**TEXT EXCERPT**
-------------------------

Ms von der Leyen is therefore looking ahead to some uncomfortable weeks with her close ally German Chancellor Angela Merkel calling for the EU not to treat Poland in the same way as Britain.
The outgoing Chancellor urged the EU to create a “dialogue” with Poland and said she supported the Commission in making its warning to Mr Morawiecki over the need to respect the European Court of Justice.
Ms Merkel said: “It’s the question of how the individual members envision the EU.
“Is it an ever closer union or is it more nation-state?
“And this is certainly not only an issue between Poland and the EU but also in other member states.”
She added: “We must find ways and possibilities to come together again on this, because a cascade of legal disputes before the European court of justice is not a solution.”
Ms von der Leyen has assured the EU Parliament and other EU member states the Commission can “send letters” and “ask for information or questions that are necessary to be asked” as it awaits the CJEU’s verdict.
MEPs are demanding tougher action.
Even if the Commission leader were to use finances to coerce Poland into bowing to the EU, with the conditionality mechanism delayed – it is difficult for Ms von der Leyen to give in on that front without looking soft.
At first, the idea was to green-light the cash needed in Poland in the wake of the Covid crisis while simultaneously launching the conditionality mechanism against many countries.
This manoeuvre was designed to appease Parliament but now the Commission leader is facing increased pressure to approve Poland’s recovery plan.
Brussels and Poland, along with some other Eastern European countries such as Lithuania, have also clashed over migrant populations.
The Eastern European nations are calling on Brussels to pay for “barbed wire or walls” on the eastern flank of the continent.

-------------------------

Photo-based referring expression data:
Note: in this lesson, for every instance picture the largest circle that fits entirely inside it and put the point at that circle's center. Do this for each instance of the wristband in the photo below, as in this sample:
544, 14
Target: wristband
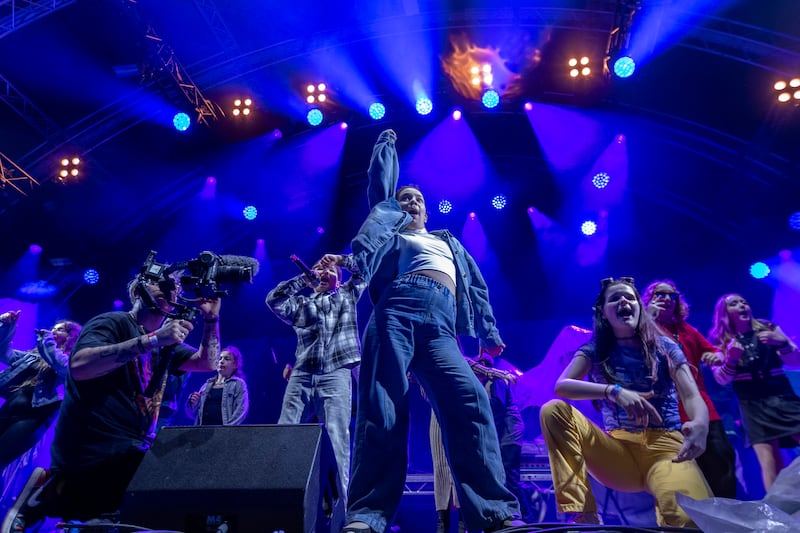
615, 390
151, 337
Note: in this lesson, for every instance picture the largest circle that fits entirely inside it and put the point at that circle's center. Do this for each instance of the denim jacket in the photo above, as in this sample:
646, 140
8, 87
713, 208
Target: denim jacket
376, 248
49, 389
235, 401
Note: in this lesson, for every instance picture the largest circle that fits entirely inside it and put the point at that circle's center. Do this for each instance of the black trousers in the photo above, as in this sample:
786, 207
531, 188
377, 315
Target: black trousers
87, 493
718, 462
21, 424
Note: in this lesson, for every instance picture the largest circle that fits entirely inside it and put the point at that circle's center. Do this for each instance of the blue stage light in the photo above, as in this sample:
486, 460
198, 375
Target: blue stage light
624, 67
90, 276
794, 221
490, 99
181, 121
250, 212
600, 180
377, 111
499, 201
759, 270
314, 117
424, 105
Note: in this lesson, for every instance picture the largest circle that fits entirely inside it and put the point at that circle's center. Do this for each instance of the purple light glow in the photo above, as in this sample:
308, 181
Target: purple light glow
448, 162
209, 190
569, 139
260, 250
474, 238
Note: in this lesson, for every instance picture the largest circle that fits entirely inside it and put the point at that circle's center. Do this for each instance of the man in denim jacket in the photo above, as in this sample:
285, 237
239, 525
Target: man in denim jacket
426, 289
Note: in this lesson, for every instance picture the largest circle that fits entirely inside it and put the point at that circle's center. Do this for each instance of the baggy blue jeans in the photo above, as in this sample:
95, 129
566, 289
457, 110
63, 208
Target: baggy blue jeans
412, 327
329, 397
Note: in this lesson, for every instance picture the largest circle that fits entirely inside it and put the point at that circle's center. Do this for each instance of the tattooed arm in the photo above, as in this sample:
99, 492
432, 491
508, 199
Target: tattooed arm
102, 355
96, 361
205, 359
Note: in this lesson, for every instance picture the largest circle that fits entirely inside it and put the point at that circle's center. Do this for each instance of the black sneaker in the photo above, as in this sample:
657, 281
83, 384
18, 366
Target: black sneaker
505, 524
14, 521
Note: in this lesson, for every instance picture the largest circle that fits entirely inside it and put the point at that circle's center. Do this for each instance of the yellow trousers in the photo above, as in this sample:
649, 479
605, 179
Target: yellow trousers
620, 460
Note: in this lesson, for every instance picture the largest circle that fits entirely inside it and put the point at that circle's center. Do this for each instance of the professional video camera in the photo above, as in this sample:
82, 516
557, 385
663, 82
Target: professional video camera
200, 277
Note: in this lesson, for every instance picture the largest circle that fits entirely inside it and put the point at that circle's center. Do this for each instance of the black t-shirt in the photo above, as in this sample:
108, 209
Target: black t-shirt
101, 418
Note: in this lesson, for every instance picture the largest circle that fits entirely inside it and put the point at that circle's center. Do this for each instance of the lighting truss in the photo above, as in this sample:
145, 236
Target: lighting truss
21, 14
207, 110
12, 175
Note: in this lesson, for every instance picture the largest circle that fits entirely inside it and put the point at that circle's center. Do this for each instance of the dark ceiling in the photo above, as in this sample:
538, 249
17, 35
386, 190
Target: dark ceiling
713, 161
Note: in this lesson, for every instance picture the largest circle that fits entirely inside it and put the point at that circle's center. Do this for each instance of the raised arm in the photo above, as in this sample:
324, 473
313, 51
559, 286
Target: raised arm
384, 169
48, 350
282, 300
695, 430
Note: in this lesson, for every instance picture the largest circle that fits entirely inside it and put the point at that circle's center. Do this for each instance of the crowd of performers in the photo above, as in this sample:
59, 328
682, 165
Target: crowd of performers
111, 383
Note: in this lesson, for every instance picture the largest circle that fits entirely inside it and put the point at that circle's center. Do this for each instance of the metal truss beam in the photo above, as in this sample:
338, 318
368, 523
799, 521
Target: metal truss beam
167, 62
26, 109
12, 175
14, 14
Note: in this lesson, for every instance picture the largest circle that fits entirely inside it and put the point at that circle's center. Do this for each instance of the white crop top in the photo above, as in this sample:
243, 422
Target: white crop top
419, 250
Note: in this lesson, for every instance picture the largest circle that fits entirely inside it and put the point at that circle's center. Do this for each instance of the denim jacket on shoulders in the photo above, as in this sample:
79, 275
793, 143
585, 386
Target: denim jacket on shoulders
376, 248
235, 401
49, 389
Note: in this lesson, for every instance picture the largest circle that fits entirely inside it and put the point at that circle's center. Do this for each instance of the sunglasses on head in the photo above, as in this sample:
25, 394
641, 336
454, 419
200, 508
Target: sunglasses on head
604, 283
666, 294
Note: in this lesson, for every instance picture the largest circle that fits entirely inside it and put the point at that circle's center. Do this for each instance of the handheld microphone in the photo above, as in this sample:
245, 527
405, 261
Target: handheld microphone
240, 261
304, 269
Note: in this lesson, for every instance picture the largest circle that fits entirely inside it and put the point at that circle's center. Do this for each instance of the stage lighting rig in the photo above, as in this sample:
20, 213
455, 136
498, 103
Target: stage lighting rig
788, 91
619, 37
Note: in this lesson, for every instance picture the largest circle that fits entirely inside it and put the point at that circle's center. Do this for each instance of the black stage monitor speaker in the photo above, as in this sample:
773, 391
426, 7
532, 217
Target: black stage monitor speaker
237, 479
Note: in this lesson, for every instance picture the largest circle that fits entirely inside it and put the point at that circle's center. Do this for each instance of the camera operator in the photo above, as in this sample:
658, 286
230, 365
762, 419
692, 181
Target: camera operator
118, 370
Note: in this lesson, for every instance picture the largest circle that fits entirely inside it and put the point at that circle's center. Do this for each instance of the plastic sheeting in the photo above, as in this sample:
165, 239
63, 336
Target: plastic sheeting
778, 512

-------------------------

**WORK INSTRUCTION A**
Write out the part of the passage on the EU and Poland that starts at "At first, the" and ends at "Poland’s recovery plan.".
**WORK INSTRUCTION B**
Decide whether each statement agrees with the passage on the EU and Poland. Answer yes or no, and quote the passage's deciding words. (i) Ms Merkel called a cascade of legal disputes before the European court of justice a solution. (ii) MEPs are demanding tougher action. (iii) Lithuania is among the countries that have clashed with Brussels over migrant populations.

**ANSWER AREA A**
At first, the idea was to green-light the cash needed in Poland in the wake of the Covid crisis while simultaneously launching the conditionality mechanism against many countries.
This manoeuvre was designed to appease Parliament but now the Commission leader is facing increased pressure to approve Poland’s recovery plan.

**ANSWER AREA B**
(i) No: "a cascade of legal disputes before the European court of justice is not a solution."
(ii) Yes: "MEPs are demanding tougher action."
(iii) Yes: "Brussels and Poland, along with some other Eastern European countries such as Lithuania, have also clashed over migrant populations."